_What the task asks_.
Return only the number of lines in the entries below that hold the word "tractor".

[Records supplied — start]

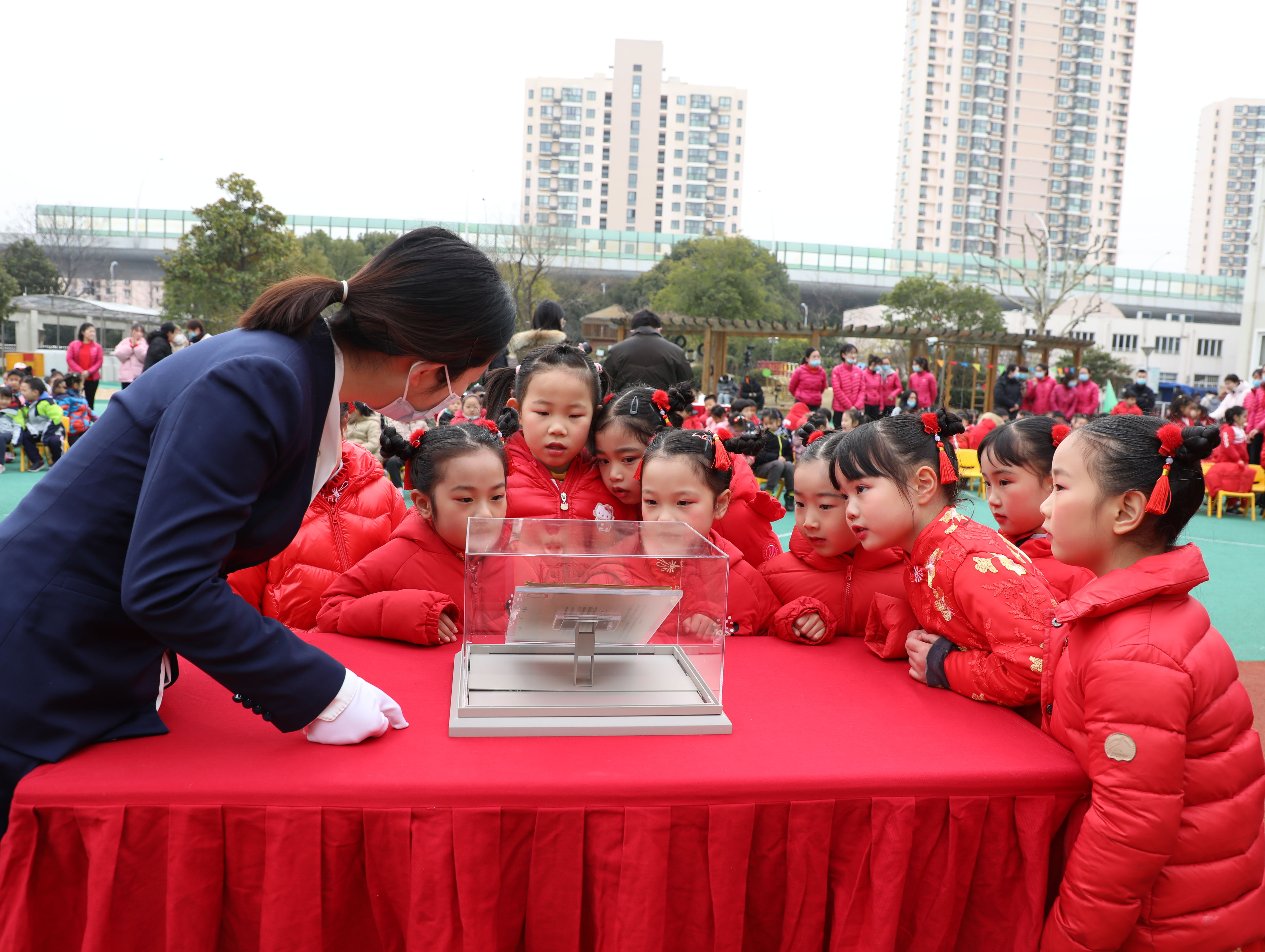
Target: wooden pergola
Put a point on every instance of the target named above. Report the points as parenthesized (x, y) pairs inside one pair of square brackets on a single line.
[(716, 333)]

[Records supplied — finish]
[Records supplied — start]

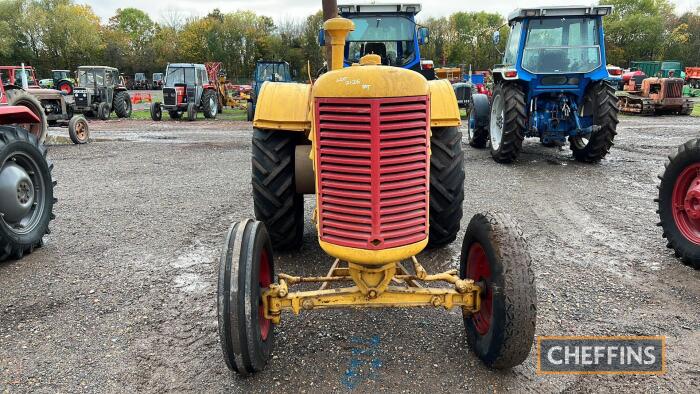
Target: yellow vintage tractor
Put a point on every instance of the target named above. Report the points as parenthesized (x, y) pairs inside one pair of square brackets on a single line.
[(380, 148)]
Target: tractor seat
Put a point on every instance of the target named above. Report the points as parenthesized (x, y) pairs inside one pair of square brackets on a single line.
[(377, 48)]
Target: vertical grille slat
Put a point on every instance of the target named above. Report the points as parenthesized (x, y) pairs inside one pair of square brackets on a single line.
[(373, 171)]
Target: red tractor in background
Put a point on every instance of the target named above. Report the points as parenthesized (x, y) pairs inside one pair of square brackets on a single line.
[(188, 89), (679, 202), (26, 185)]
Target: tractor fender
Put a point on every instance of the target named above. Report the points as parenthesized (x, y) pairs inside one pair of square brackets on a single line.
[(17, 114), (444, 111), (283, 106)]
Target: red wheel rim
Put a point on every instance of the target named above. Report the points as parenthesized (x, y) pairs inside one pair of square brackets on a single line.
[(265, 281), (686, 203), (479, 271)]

[Records supplied — finish]

_Answer_.
4